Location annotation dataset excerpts
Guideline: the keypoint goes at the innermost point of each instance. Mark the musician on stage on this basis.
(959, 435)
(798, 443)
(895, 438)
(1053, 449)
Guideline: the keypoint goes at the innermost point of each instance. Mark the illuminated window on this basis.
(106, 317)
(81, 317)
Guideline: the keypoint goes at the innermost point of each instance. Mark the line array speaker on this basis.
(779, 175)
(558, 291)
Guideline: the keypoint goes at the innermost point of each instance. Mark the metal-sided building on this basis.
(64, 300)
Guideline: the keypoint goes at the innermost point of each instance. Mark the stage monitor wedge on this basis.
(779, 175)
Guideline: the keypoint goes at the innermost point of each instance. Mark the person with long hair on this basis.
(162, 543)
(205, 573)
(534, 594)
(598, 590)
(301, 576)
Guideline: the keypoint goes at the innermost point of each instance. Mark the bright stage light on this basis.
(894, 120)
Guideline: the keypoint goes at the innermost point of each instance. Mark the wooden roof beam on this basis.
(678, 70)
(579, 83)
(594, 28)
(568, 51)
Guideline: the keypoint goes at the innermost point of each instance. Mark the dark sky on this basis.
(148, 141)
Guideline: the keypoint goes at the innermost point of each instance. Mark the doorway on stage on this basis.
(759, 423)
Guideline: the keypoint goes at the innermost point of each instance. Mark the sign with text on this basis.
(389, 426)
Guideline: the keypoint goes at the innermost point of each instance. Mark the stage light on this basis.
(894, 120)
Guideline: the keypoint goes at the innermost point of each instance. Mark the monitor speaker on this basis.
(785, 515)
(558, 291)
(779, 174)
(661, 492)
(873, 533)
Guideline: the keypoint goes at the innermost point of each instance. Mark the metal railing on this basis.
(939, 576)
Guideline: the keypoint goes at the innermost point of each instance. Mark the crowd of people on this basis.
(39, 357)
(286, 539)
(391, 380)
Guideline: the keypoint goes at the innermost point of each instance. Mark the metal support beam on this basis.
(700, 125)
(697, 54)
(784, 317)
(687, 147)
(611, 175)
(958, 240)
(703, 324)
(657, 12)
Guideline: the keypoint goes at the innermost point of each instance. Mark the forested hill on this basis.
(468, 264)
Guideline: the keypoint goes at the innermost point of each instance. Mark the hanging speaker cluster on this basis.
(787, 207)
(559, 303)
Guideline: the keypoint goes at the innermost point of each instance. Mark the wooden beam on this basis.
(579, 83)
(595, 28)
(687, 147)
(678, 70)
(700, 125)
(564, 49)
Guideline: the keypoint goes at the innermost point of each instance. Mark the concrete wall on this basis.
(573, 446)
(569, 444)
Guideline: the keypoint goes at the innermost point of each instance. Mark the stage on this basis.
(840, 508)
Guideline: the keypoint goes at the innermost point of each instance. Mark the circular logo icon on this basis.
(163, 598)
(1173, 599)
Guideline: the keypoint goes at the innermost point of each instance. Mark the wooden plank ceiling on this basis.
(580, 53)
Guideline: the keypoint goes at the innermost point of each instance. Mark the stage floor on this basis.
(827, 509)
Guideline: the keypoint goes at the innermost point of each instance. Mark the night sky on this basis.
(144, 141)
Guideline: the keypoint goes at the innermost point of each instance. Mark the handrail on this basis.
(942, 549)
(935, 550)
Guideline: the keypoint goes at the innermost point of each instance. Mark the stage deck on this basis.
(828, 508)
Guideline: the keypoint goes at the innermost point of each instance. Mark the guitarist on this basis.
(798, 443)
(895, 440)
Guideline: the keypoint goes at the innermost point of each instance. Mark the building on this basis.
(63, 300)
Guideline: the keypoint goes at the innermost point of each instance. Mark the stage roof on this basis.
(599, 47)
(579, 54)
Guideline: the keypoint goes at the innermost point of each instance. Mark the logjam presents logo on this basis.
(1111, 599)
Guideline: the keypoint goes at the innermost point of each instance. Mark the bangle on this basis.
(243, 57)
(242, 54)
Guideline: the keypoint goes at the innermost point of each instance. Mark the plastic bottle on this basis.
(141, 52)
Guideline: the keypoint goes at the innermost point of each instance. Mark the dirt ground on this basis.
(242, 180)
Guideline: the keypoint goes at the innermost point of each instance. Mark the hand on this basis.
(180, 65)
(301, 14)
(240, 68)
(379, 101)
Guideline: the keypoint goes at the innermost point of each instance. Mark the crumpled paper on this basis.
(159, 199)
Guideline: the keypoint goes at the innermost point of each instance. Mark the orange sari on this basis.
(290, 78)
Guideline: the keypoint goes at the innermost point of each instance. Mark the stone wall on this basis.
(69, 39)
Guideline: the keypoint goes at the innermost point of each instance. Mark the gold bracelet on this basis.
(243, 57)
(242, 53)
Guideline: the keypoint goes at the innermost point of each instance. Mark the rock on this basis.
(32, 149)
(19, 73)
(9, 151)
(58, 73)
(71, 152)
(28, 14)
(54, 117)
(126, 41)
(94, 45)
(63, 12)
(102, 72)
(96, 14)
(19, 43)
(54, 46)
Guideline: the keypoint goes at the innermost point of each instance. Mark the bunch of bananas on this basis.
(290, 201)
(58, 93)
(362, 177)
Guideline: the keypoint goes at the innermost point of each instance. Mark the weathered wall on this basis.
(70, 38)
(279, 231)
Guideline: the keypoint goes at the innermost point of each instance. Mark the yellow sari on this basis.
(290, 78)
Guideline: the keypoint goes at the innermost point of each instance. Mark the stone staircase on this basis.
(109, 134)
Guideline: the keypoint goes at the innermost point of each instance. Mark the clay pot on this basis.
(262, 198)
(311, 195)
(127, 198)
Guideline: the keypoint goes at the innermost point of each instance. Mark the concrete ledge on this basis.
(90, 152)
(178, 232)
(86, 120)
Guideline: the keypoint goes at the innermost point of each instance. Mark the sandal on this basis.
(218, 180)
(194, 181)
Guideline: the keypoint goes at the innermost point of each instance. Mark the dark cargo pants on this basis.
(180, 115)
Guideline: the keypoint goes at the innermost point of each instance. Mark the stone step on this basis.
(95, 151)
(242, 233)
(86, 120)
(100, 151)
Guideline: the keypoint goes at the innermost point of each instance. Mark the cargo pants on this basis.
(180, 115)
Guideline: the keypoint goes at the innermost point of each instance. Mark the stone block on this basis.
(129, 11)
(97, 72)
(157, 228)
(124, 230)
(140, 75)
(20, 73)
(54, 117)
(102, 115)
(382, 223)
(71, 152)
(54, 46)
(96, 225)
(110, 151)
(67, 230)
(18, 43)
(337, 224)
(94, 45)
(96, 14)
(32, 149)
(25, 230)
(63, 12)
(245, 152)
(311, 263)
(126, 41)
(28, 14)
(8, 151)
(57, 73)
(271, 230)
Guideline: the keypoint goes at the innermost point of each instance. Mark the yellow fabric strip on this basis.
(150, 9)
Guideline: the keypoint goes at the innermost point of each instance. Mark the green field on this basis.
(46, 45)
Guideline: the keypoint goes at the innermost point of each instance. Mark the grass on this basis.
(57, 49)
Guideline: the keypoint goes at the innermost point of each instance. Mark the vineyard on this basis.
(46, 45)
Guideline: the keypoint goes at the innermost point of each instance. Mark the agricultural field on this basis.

**EXERCISE OBJECTIVE:** Give back exactly the lines running from the line containing "strip on this basis." through the end of the material above, both included, and nothing beyond them.

**WRITTEN ANSWER:**
Guideline: the keypoint goes at the innermost point of each instance. Mark the yellow fabric strip on this basis.
(150, 9)
Guideline: the keypoint goes at the innermost point of each instance. Mark the green field on this basis.
(46, 45)
Guideline: the keypoint goes at the innermost point of each instance. Mark the grass on this basis.
(57, 49)
Guideline: the keypoint goes at the innermost point of each instance. Mark the vineyard on this basis.
(46, 45)
Guideline: the keypoint goes at the innermost point of each instance. Mark the agricultural field on this basis.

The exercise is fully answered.